─── INPUT MATERIAL

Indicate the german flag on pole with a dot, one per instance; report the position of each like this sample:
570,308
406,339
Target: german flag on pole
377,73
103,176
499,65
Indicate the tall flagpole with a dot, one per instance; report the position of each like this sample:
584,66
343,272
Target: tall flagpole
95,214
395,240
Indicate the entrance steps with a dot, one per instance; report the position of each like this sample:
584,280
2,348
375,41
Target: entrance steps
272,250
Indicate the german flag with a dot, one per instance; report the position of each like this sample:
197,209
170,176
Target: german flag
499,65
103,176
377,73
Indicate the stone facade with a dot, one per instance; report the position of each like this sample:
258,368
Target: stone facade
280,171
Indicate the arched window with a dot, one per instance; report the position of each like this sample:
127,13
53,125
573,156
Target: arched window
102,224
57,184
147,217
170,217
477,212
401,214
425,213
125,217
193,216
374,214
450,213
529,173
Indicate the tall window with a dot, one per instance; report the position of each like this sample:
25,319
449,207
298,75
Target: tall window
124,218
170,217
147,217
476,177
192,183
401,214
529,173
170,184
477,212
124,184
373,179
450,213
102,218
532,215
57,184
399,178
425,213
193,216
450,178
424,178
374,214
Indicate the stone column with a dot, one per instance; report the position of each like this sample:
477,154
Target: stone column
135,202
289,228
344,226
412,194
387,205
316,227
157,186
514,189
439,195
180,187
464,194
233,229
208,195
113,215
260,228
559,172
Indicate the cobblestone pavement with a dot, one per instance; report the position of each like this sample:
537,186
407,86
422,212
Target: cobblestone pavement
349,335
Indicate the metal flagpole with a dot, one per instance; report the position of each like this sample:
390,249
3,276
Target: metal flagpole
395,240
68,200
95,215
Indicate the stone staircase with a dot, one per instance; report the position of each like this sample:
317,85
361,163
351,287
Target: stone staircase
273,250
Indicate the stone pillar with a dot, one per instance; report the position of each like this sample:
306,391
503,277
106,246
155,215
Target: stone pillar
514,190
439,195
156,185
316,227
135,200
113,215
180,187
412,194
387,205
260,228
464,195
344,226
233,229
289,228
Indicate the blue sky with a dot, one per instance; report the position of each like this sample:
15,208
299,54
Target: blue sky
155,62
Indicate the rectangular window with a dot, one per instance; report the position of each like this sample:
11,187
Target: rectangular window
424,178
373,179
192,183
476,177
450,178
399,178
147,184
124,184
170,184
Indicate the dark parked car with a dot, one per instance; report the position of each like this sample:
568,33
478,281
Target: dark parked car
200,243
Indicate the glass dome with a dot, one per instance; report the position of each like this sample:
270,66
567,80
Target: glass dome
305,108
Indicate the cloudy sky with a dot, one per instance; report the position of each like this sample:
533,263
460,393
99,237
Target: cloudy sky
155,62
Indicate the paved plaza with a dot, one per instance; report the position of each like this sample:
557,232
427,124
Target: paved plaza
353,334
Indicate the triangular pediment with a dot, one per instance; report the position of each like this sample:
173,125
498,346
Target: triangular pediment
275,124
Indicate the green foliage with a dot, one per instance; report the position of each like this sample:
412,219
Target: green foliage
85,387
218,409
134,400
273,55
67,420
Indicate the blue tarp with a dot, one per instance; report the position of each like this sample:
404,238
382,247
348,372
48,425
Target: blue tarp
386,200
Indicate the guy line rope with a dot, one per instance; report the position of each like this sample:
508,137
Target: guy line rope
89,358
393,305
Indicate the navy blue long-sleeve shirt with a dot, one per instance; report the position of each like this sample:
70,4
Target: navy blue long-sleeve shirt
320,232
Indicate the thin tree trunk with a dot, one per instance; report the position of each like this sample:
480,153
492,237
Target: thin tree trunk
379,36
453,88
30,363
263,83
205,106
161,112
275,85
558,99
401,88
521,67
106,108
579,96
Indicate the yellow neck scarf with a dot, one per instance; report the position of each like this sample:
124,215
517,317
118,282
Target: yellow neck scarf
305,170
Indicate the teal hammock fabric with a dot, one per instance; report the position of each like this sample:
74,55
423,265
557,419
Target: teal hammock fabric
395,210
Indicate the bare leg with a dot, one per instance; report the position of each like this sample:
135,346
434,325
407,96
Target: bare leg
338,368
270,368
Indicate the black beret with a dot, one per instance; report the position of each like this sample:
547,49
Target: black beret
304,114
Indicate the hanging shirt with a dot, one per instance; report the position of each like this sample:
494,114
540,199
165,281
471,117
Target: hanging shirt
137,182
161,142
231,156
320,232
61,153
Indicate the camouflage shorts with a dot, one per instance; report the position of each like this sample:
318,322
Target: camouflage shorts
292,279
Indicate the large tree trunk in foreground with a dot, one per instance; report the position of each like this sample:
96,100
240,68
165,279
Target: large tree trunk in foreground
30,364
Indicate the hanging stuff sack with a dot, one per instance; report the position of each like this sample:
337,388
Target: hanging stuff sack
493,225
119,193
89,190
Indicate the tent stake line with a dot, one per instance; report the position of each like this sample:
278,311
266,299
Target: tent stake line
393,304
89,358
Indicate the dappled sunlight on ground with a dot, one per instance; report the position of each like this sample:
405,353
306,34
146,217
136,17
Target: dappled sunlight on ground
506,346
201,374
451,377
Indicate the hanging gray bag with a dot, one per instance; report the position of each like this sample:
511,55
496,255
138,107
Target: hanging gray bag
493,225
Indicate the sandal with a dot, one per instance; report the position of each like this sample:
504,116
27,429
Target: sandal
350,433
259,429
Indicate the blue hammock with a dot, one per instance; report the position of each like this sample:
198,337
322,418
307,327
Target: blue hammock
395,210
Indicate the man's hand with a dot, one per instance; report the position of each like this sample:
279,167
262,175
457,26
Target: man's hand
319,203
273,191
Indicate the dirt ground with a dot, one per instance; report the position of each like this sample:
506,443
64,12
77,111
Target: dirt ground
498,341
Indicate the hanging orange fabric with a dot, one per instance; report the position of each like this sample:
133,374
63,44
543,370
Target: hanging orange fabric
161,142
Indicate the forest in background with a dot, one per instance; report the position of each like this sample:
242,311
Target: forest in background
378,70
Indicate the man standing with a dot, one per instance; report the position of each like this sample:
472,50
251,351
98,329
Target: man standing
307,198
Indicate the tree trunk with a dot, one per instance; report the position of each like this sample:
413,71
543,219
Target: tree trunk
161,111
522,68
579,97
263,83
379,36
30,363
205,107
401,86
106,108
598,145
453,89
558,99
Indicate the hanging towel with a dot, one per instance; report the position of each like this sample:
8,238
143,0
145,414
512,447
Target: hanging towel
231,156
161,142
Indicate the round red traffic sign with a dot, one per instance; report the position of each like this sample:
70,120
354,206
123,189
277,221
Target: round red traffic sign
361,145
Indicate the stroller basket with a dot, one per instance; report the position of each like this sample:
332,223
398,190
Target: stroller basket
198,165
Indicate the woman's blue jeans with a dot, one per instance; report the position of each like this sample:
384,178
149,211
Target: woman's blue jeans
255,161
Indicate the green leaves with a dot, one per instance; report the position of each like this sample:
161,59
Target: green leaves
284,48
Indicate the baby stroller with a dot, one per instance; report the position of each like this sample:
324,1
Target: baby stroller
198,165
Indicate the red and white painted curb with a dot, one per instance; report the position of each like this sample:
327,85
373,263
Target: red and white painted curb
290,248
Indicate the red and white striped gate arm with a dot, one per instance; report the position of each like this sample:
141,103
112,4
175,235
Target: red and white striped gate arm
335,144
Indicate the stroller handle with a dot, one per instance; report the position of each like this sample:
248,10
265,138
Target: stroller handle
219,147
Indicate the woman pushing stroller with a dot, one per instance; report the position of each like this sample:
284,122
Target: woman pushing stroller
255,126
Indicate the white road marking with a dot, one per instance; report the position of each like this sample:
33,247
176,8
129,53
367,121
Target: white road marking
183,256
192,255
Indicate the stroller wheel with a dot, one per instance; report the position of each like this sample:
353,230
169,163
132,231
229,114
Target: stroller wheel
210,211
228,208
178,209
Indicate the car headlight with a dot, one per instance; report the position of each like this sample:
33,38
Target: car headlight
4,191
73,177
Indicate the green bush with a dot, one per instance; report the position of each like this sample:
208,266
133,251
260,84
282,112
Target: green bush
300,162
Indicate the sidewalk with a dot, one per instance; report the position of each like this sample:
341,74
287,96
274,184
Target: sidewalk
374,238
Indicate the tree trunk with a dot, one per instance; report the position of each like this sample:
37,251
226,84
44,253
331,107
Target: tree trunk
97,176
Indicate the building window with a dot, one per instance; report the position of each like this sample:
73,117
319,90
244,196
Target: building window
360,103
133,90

──────

Which lines run from the one containing "Indicate the red and white striped" through the end of the material? Output them exactly.

> [SOLVED PROBLEM]
Indicate the red and white striped gate arm with a dot, one per instance; report the position of each like this sample:
141,103
112,4
175,235
Target: red and white striped gate arm
335,144
Indicate the stroller handle with a dot, one per instance; report the position of each like this sample:
248,10
265,138
Target: stroller handle
219,147
Indicate the woman pushing stroller with a dot, one per instance; report the position of each like this sample:
284,122
Target: woman pushing stroller
255,126
Indicate the white road marking with a dot, one per instance; report the position of each like this sample:
33,247
176,8
129,53
367,121
Target: white road marking
183,256
192,255
Indicate the stroller wheel with a dot, one per instance; report the position of each like this sample:
353,230
169,163
132,231
229,114
Target: stroller wheel
210,211
228,208
178,209
Indicate the car headlight with a dot, one per instance; report the position of each like this sample:
33,38
Target: car headlight
4,191
73,177
Indicate the green bush with a dot, one per instance; report the position of each like this sample:
208,266
133,251
260,84
282,112
Target: green bush
300,162
Indicate the sidewalk with a dot, one per instance; report the position of each like this sample:
341,74
287,96
274,184
Target: sidewalk
374,238
Indicate the tree trunk with a dot, one per instance; report the position of each like this sample:
37,251
226,84
44,253
331,107
Target: tree trunk
97,176
Indicate the building window with a dot, one per instance; report the position of each like this sample:
73,117
319,90
244,196
Target: building window
360,103
133,90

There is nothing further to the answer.